--- Provided information ---

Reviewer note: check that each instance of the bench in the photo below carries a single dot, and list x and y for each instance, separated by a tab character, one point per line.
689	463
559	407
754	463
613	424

---

• Problem details
Please reproduce every line of the records above, requests included, adding -114 to each x and y coordinate in the answers.

• Full solution
Reviewer note: check that each instance of the bench in the photo below carries a single dot, and list x and y for each instance, separated by a tab character, one point per line.
575	349
445	293
640	349
499	310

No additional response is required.